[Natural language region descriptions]
——

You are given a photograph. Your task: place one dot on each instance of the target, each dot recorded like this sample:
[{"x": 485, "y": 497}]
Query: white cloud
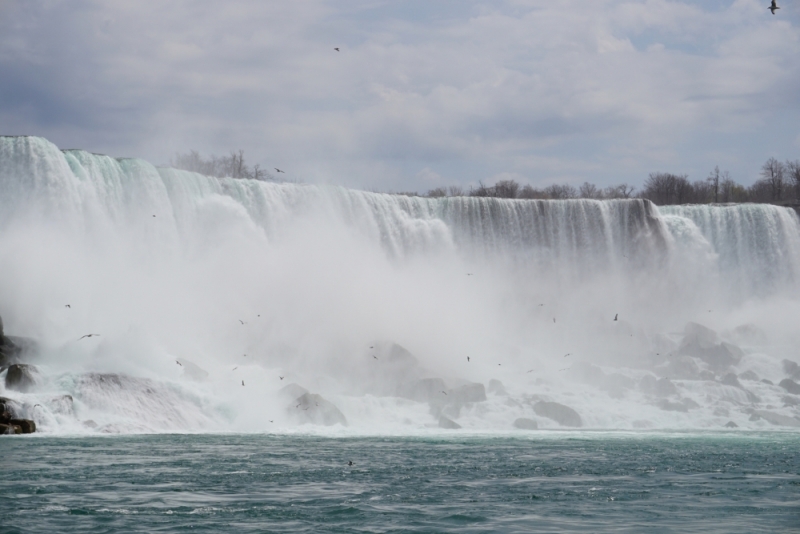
[{"x": 599, "y": 90}]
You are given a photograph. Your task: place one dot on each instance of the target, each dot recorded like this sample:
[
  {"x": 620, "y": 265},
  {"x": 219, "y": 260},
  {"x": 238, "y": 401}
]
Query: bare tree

——

Only the records, copied exactly and free of pictures, belong in the answer.

You are given a photograph. Your task: place one dot on each instance of the target, each dot recorded like this sample:
[{"x": 485, "y": 497}]
Query: white cloud
[{"x": 599, "y": 90}]
You are given a photograph. Your task: place one dot on each instance of the target, each dot recorded like this sample:
[
  {"x": 620, "y": 265},
  {"x": 219, "y": 260},
  {"x": 238, "y": 401}
]
Query: bare tree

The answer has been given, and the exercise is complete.